Start of Data for processing
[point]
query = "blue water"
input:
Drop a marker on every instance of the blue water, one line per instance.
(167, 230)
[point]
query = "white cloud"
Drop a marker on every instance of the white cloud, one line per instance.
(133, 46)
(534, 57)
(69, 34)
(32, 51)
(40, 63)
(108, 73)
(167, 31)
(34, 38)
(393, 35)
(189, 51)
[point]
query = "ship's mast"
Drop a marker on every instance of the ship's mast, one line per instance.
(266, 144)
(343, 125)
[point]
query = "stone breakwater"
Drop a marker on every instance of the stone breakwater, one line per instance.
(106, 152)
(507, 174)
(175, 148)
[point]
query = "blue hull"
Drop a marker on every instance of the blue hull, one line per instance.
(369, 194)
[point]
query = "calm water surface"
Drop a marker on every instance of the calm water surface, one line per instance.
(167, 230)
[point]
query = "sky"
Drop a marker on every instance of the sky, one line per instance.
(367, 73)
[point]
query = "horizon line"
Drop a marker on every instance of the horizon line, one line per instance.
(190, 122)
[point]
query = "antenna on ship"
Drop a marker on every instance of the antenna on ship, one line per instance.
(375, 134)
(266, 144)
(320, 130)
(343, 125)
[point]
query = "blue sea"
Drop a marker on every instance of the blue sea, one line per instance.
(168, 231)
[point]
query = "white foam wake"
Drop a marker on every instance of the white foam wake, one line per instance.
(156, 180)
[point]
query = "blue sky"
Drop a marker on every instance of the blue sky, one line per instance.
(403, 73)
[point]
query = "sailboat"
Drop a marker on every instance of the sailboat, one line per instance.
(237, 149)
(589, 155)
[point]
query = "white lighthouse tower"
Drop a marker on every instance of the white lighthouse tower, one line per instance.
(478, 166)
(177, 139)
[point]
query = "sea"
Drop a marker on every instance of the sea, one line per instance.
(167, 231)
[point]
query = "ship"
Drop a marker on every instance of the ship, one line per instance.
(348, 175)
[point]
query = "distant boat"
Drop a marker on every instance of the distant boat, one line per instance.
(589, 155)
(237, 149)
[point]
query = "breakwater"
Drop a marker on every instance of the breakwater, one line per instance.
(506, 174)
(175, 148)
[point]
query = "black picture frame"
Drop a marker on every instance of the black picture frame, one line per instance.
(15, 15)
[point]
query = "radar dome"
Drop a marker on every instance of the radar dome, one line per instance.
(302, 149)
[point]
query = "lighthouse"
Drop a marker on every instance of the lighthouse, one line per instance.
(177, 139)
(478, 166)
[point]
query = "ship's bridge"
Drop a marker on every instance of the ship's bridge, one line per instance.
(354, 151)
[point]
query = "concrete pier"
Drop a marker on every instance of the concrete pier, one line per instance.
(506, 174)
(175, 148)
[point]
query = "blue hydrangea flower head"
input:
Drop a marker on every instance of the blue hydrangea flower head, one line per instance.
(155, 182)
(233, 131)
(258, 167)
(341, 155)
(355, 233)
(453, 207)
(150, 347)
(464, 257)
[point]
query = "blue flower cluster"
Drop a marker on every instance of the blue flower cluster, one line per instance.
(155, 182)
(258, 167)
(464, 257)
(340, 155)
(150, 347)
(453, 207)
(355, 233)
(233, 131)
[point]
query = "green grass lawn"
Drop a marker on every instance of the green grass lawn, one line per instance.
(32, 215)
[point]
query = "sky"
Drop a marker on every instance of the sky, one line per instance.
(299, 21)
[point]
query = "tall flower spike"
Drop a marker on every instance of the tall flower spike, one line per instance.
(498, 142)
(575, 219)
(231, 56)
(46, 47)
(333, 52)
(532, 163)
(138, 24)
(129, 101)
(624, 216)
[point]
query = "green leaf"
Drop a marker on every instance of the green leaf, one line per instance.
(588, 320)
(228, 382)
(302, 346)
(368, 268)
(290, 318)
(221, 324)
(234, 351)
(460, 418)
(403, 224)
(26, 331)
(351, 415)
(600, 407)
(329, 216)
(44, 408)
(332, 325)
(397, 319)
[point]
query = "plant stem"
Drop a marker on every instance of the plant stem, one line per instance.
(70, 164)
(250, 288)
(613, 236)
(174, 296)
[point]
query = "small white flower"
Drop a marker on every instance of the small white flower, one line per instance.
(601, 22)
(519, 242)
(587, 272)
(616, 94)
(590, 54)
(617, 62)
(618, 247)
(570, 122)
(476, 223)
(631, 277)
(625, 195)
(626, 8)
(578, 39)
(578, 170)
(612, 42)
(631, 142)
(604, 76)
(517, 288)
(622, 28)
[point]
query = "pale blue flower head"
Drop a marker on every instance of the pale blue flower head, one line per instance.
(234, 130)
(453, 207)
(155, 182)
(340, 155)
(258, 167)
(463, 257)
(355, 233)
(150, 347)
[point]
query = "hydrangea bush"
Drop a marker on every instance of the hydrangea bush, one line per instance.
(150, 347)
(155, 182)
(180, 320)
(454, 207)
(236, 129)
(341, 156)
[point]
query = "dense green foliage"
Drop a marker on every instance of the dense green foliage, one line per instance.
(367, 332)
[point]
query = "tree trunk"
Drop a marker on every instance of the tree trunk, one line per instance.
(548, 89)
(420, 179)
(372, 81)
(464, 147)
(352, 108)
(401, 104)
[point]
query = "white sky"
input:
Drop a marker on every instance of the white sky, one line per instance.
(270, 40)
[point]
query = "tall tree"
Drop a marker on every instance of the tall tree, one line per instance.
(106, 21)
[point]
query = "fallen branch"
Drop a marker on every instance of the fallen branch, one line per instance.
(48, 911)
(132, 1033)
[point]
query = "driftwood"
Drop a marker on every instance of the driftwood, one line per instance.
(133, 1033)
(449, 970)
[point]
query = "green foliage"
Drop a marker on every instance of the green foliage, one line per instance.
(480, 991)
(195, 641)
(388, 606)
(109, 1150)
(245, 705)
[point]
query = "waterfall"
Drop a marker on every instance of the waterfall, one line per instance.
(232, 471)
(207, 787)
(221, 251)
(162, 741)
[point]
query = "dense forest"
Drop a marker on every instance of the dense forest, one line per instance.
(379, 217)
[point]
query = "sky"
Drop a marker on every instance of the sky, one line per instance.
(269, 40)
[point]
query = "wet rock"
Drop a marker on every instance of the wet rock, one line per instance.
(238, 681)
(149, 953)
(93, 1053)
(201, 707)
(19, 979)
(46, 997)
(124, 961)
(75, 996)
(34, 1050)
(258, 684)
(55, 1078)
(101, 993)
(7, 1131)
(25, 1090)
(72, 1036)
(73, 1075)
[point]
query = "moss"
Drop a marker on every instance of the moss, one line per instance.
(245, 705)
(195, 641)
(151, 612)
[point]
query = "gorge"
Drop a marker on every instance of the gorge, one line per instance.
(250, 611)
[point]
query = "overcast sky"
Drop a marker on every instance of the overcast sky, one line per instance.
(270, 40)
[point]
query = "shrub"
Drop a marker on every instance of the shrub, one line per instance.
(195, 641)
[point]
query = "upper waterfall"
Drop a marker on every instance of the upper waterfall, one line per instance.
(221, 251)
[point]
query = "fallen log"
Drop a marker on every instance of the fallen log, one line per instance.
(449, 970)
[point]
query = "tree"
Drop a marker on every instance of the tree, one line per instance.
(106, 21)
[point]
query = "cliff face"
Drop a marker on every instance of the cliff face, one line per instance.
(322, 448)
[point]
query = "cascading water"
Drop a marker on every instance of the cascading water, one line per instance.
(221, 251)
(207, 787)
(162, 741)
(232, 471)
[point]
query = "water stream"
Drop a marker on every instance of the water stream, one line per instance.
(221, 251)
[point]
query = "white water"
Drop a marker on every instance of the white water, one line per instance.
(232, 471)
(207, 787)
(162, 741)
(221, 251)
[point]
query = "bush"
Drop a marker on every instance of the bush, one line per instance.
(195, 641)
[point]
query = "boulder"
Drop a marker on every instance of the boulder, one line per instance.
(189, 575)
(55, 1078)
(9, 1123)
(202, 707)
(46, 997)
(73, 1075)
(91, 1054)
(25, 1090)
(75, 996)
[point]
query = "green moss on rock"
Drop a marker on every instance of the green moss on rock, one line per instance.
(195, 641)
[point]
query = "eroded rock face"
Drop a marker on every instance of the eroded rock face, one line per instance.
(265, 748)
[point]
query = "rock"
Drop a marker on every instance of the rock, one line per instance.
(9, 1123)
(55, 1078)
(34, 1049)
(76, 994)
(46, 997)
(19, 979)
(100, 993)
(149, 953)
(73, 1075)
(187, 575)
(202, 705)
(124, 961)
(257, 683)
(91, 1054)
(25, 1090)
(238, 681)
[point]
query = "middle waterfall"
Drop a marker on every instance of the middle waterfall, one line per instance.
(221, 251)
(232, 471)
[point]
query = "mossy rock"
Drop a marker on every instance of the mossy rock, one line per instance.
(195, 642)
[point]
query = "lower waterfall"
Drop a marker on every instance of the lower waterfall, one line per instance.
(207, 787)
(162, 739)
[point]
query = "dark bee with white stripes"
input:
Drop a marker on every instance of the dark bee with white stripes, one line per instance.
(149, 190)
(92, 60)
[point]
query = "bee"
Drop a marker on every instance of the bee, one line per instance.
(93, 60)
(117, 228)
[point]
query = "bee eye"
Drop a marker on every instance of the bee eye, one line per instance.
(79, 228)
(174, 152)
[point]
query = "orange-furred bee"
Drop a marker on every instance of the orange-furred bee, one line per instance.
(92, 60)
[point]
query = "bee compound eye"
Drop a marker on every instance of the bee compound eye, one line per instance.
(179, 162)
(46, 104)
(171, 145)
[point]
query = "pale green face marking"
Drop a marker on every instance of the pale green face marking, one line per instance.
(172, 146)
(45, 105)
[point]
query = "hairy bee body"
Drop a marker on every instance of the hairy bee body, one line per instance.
End of Data for processing
*Goal*
Locate each line in the data above that contains the word "dense", and copy those lines out in full.

*Exercise solution*
query = "dense green foliage"
Drop a marker on every instance of the dense green foliage, one line per instance.
query = "dense forest"
Drop a marker on every instance of the dense forest, one line per instance.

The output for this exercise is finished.